→ **Instructions for the task**
Return the records below from the line containing "the bus roof" onward, exactly, through and including the last line.

→ **Data**
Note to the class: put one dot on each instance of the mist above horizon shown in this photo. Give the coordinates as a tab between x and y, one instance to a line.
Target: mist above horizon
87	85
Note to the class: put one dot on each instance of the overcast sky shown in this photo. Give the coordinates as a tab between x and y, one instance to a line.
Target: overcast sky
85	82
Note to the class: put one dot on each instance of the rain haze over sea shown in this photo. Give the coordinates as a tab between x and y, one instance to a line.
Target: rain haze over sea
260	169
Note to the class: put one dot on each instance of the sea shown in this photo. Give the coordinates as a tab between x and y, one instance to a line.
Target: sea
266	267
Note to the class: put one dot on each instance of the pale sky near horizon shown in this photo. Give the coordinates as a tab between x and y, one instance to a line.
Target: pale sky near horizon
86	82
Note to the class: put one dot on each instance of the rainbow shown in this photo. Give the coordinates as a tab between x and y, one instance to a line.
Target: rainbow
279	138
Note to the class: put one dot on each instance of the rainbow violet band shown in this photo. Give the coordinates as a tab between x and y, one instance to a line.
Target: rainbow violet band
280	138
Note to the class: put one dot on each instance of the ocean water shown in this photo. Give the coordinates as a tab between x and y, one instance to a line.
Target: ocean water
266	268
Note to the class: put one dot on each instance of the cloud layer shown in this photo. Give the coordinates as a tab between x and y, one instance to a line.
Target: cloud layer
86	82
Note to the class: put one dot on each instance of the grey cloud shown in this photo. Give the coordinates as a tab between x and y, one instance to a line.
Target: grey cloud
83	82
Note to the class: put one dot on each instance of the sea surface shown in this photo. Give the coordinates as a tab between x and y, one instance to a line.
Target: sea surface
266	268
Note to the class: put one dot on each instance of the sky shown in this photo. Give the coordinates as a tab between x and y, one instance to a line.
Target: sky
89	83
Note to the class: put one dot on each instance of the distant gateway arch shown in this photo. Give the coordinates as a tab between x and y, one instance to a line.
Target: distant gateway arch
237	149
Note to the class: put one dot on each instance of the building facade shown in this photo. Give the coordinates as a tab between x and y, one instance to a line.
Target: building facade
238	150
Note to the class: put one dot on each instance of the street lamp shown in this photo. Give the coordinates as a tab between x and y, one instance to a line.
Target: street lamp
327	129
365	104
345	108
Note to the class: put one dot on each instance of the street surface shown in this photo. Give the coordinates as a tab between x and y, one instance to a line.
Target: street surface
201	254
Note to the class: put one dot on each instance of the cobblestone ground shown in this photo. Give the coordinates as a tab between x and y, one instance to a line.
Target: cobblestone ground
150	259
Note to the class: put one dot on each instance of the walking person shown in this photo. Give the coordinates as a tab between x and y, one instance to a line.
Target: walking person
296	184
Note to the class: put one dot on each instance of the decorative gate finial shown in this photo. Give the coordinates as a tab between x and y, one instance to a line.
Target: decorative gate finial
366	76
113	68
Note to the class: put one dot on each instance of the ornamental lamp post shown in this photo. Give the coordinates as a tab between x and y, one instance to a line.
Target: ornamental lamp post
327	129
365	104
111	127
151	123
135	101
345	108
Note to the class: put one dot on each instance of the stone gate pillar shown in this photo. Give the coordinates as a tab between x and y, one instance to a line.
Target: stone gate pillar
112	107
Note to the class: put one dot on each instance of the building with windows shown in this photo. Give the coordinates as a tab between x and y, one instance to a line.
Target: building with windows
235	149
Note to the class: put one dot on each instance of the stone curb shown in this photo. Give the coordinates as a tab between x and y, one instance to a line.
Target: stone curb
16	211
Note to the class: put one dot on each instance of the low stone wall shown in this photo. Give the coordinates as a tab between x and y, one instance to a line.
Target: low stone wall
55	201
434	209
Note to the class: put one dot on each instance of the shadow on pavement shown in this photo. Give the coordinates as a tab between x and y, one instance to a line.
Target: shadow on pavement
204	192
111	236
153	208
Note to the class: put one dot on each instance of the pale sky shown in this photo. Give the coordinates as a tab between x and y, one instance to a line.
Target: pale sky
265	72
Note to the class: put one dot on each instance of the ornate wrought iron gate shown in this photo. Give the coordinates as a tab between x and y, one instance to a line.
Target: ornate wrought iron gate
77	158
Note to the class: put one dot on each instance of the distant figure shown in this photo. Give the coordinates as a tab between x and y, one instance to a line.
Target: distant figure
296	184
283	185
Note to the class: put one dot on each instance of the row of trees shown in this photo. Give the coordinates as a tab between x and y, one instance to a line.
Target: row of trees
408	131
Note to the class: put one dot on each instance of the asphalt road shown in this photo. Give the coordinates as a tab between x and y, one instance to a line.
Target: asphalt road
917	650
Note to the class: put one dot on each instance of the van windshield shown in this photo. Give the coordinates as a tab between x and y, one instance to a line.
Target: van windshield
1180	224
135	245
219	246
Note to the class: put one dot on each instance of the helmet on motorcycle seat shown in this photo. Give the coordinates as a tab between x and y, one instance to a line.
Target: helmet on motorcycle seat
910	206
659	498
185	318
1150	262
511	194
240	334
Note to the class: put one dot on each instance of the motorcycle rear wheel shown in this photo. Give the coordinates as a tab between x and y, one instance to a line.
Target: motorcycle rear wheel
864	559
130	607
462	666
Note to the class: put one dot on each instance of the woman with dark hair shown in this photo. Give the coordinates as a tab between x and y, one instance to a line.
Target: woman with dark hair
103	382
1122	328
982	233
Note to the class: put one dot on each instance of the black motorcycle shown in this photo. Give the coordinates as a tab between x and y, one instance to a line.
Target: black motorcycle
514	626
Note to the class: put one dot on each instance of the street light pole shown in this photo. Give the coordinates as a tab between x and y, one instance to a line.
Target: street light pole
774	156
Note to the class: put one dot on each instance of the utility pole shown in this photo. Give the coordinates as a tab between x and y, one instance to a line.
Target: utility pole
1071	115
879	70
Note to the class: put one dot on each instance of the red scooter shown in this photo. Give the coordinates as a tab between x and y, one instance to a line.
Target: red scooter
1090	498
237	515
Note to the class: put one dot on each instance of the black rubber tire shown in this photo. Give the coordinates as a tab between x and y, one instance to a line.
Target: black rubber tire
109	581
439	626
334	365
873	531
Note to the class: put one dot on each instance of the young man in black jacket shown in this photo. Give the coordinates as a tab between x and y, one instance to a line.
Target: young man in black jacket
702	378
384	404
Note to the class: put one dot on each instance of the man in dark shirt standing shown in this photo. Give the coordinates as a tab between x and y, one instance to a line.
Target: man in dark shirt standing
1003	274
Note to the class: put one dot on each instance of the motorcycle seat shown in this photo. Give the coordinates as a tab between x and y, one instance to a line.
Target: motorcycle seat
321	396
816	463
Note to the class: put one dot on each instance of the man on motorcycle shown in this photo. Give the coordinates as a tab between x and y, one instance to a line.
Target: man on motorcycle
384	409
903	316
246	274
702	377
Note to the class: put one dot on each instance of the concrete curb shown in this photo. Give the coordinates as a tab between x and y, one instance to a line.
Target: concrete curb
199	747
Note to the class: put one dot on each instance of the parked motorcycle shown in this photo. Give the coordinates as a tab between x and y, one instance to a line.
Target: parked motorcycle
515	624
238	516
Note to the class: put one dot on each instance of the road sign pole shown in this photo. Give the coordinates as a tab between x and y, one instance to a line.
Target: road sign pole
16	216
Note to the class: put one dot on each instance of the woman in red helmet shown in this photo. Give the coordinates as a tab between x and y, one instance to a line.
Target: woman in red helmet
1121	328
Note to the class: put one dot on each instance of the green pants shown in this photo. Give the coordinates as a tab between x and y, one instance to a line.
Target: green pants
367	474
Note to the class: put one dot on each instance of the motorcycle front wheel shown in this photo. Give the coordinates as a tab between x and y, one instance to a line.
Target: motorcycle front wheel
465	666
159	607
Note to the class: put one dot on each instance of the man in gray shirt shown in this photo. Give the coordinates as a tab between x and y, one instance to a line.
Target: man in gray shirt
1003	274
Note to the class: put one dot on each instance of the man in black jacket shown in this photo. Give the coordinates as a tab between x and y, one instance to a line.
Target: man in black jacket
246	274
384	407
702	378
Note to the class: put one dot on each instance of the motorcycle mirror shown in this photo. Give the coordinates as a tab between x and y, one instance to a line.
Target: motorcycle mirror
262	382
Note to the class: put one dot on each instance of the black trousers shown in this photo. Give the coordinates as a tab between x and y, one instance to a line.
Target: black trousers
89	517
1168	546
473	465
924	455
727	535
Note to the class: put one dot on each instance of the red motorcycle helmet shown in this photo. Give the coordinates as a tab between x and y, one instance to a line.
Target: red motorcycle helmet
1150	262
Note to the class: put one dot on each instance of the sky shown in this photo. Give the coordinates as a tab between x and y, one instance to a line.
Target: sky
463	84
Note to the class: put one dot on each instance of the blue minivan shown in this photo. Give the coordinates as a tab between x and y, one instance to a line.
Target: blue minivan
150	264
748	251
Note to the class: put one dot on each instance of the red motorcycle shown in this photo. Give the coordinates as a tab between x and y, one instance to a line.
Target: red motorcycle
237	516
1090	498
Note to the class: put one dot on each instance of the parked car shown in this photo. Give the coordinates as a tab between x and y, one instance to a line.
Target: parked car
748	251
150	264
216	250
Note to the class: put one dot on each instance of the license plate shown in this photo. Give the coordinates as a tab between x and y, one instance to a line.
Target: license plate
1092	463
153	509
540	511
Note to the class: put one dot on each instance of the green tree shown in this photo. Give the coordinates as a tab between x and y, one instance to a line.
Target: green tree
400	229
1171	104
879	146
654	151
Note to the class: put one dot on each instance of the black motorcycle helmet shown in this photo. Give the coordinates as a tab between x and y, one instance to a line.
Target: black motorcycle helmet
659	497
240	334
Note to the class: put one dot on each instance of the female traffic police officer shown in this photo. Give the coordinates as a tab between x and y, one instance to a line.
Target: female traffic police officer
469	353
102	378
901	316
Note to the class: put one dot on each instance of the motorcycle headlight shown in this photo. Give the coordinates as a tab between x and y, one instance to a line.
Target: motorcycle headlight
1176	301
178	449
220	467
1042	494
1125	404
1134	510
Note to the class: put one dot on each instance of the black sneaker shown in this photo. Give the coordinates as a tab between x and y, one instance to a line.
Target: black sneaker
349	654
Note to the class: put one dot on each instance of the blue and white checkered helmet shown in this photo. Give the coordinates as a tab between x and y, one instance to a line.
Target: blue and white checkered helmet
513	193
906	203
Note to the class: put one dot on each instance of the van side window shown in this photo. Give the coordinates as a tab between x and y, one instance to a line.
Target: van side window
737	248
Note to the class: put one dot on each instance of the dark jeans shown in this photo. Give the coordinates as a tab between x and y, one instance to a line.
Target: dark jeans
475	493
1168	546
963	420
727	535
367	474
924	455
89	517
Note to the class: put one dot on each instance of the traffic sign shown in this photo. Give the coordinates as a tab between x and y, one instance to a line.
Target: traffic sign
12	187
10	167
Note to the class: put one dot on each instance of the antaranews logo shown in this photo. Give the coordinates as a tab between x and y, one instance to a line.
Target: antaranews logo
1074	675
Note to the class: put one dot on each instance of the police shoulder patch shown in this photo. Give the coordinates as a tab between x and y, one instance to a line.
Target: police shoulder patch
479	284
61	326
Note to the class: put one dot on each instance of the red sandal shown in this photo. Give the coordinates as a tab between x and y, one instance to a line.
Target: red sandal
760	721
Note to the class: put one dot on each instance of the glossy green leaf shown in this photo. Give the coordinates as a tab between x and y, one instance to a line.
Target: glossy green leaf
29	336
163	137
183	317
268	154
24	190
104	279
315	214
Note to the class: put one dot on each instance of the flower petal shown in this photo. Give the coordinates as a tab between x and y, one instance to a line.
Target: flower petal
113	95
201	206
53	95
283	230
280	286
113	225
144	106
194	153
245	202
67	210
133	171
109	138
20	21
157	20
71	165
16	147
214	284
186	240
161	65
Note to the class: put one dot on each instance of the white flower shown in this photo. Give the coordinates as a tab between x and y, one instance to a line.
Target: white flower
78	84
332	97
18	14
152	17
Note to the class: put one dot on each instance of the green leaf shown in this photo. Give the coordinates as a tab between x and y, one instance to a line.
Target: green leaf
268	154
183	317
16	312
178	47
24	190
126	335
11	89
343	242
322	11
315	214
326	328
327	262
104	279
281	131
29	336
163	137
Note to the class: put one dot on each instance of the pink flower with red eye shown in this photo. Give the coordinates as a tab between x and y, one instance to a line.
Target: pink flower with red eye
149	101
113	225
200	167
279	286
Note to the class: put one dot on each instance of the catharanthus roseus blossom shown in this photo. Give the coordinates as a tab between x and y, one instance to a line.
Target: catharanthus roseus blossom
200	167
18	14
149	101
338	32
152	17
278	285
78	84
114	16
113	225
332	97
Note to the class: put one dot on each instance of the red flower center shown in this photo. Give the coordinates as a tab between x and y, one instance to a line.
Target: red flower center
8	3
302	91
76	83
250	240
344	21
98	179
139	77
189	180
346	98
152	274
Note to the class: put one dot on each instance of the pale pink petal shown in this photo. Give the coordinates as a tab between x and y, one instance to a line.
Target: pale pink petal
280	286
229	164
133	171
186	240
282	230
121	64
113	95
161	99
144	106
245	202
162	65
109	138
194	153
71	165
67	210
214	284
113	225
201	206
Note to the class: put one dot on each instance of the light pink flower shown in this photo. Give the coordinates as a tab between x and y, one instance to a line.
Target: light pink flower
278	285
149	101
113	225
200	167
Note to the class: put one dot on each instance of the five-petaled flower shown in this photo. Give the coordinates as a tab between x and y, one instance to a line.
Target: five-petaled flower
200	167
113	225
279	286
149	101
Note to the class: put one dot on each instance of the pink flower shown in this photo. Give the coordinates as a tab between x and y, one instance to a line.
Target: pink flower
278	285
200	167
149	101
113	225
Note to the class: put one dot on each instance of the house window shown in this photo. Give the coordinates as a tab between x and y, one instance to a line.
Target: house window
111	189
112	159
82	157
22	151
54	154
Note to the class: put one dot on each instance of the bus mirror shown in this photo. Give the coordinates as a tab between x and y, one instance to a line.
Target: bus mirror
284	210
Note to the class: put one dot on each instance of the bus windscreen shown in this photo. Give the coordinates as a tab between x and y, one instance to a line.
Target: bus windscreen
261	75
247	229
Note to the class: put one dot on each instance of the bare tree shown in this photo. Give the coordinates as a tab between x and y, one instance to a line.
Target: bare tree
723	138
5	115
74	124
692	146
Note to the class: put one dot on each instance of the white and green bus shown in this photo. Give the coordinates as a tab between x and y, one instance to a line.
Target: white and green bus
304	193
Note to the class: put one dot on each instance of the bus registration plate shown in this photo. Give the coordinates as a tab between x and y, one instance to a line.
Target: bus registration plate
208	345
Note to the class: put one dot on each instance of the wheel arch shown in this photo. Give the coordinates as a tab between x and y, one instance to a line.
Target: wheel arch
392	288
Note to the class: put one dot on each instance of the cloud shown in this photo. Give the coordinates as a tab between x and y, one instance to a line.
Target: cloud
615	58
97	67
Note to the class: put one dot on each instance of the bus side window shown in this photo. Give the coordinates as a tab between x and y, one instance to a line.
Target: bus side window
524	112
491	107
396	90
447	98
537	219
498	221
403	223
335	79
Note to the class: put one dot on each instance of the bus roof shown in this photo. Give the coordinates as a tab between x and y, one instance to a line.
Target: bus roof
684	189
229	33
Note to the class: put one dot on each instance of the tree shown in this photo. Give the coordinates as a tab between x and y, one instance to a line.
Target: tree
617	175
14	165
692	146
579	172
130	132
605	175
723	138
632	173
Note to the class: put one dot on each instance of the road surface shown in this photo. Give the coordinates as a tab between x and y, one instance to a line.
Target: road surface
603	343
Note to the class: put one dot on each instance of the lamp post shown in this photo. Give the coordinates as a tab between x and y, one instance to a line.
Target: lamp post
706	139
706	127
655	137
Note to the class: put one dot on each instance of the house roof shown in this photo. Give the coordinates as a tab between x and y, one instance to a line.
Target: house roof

→ **Solved problem**
Note to the class: put one dot on each instance of the bus roof shown in this photo. Give the coordinates as a tab between x and y, one instance to a line.
Target: bus roof
684	189
229	33
Note to the class: put one dot on each instance of the tree shown in this photo. Give the coordinates as a tab between x and y, one instance to a line.
Target: tree
617	175
14	165
692	146
579	172
130	132
605	175
723	138
632	173
Note to the class: put one dot on each instance of the road surface shown in this photo. Give the coordinates as a tab between x and y, one instance to a line.
Target: road surface
603	343
Note to the class: put one dot on each instance of the lamp post shown in this photo. Give the coordinates as a tab between x and y, one instance to a line.
Target: lamp post
706	139
706	127
655	137
Note to the class: put one dot on each instance of the house roof shown in this photo. Give the coordinates as a tab between x and y, one instance to a line.
Target: house roof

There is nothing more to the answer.